- _Work instructions_:
**A.** According to the methodology excerpt, what tool was used to perform the sentiment analysis on the retrieved Reddit data?
**B.** Reproduce the portion of the methodology excerpt that opens with the words containing "owned by GS" and closes with "in absolute values.".

#### Selected excerpt

Hypothesis 5: There is an interaction effect between positive sentiment and search queries, and the (a) return, (b) volatility and (c) exchange volume of the cryptocurrency

In the Results section, I will feedback on the hypotheses. I will do this by referring to Hypothesis 1a (return), Hypothesis 1b (volatility) and so on, so the reader understands which dependent variable is discussed.

3. Methodology

3.1 Data

I have used several sources to conduct my empirical research. The main data for the dependant variables are retrieved from Coin Metrics (2018). Coin Metrics is an ad-free analytics site and blog that provides data on a variety of cryptocurrencies, considering cryptocurrency’s historical price, trading volumes, transaction counts and more. Calculations of cryptocurrency return and (weekly) volatility are based on these data.

The data relating to the Dollar/Euro exchange rate (closing) price and the S&P 500 index is retrieved from http://nl.investing.com (Investing, 2018a; Investing 2018b), which freely provides information

on a variety financial securities and other variables. Mainly, Investing.com is an off-shore broker,

owned by GS Sharestocks Ltd. The company is registered in Cyprus, but is regulated and monitored by the local Securities and Exchange Commission (SEC), which makes it more credible than unregulated off-shore brokers.

As for the data on search queries, I have looked at Google Trends (2018) and Wikipedia (2018). These were easy to retrieve. Google Trends (2018), however, provides only daily data on the relative attention for a search query, if data is retrieved for not longer than 90 days, while Wikipedia (2018) provides all search queries in absolute values.

For the variable of sentiment, I have investigated the possibilities to recreate a sentiment variable by a method that is often used in other papers as well. I have looked at the methods in other papers, and the possibilities, and have experimented with different sources and different tools to conduct a sentiment analysis. In collaboration with Tom Janssen Groesbeek, student from the Department of Computer Science at Radboud University Nijmegen, we have investigated the options, and come up with a plan. The data for the sentiment variable has been retrieved from Reddit.com (2018), a social network site which offers to people to rate website and have discussions on a forum, where content is socially curated and promoted by site members through voting. After retrieving the data, the sentiment analysis was performed with the Natural Language Toolkit (NLTK, 2018). Finally, each of the Reddit posts would get a assigned value based on its text. In the Appendix section, the extensive process has been elaborated to provide more information on the Sentiment Analysis.

########
#### Entries shown

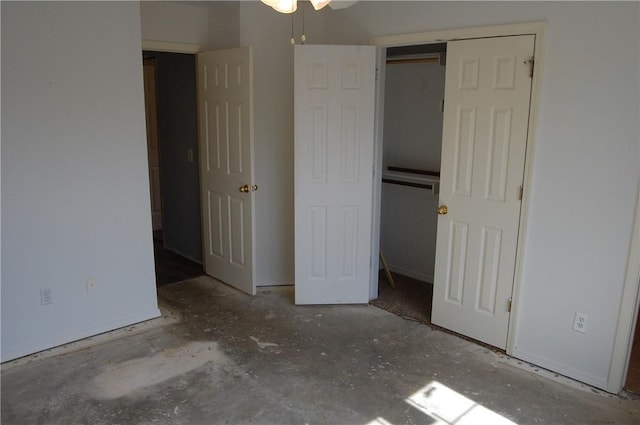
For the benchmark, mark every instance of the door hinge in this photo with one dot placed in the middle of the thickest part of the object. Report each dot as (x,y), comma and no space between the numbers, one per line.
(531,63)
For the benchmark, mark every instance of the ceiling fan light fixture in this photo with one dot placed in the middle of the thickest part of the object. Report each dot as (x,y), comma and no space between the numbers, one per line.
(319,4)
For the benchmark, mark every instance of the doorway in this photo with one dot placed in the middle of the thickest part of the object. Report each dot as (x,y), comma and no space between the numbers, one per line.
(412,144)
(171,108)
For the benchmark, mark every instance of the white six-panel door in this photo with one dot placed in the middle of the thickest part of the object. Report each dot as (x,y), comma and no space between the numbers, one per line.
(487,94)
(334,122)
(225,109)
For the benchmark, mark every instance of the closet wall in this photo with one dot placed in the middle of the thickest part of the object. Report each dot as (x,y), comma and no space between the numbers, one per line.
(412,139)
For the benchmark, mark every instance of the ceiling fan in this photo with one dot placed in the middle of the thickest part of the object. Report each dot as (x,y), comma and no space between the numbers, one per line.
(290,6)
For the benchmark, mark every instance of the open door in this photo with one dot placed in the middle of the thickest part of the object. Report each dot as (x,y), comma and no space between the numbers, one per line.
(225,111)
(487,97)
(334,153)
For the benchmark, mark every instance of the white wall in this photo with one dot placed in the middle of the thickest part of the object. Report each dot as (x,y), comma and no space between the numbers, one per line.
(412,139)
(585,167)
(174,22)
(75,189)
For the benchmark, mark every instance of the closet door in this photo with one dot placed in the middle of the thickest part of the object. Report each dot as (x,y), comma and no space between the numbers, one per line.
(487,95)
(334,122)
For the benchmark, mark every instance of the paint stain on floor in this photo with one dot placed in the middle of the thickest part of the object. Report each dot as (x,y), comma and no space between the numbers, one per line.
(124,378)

########
#### Entries shown

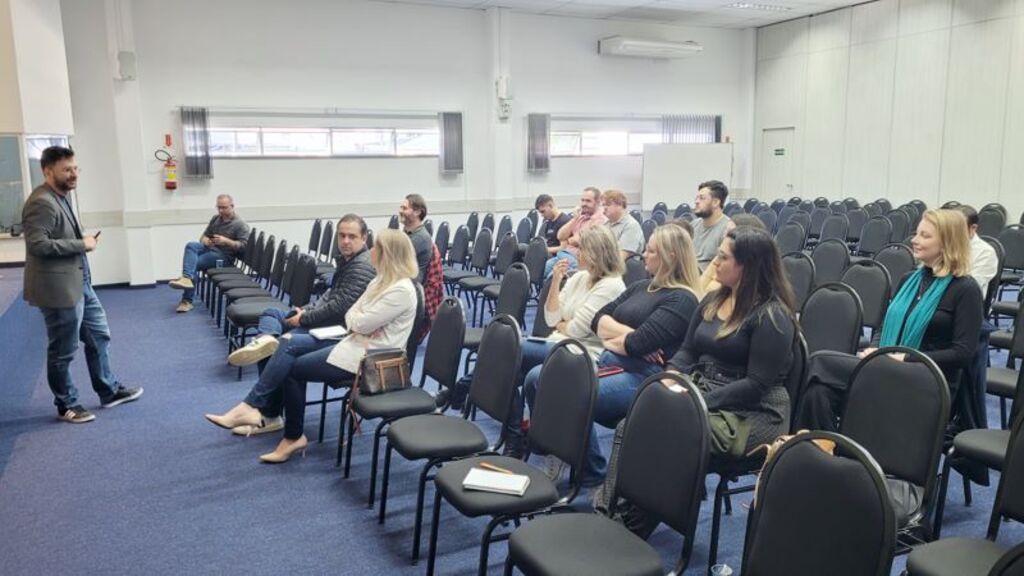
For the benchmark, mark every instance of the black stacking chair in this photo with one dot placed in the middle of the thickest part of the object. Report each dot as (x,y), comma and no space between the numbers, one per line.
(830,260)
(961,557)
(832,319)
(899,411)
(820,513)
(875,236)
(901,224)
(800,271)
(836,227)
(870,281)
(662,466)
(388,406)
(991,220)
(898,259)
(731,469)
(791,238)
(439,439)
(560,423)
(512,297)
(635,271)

########
#### Entries shown

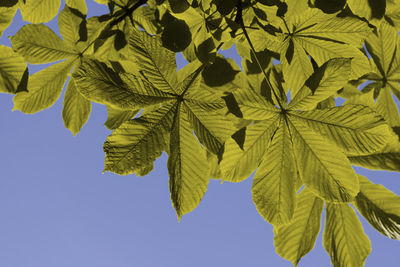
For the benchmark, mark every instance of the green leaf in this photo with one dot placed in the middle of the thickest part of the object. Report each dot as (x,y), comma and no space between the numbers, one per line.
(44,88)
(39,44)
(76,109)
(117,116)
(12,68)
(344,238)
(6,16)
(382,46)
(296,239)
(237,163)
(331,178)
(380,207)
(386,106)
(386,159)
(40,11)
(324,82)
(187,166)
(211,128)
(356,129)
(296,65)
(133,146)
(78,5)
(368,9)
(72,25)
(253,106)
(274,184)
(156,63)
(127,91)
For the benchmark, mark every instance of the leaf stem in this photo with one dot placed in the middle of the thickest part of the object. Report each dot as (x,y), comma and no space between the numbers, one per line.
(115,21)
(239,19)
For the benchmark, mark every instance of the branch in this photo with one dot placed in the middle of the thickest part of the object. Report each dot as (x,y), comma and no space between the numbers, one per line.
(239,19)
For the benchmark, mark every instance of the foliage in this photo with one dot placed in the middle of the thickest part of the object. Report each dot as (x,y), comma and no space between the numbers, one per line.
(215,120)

########

- _Answers for the tasks_:
**A.** The Natural Language Toolkit (NLTK).

**B.**
owned by GS Sharestocks Ltd. The company is registered in Cyprus, but is regulated and monitored by the local Securities and Exchange Commission (SEC), which makes it more credible than unregulated off-shore brokers.

As for the data on search queries, I have looked at Google Trends (2018) and Wikipedia (2018). These were easy to retrieve. Google Trends (2018), however, provides only daily data on the relative attention for a search query, if data is retrieved for not longer than 90 days, while Wikipedia (2018) provides all search queries in absolute values.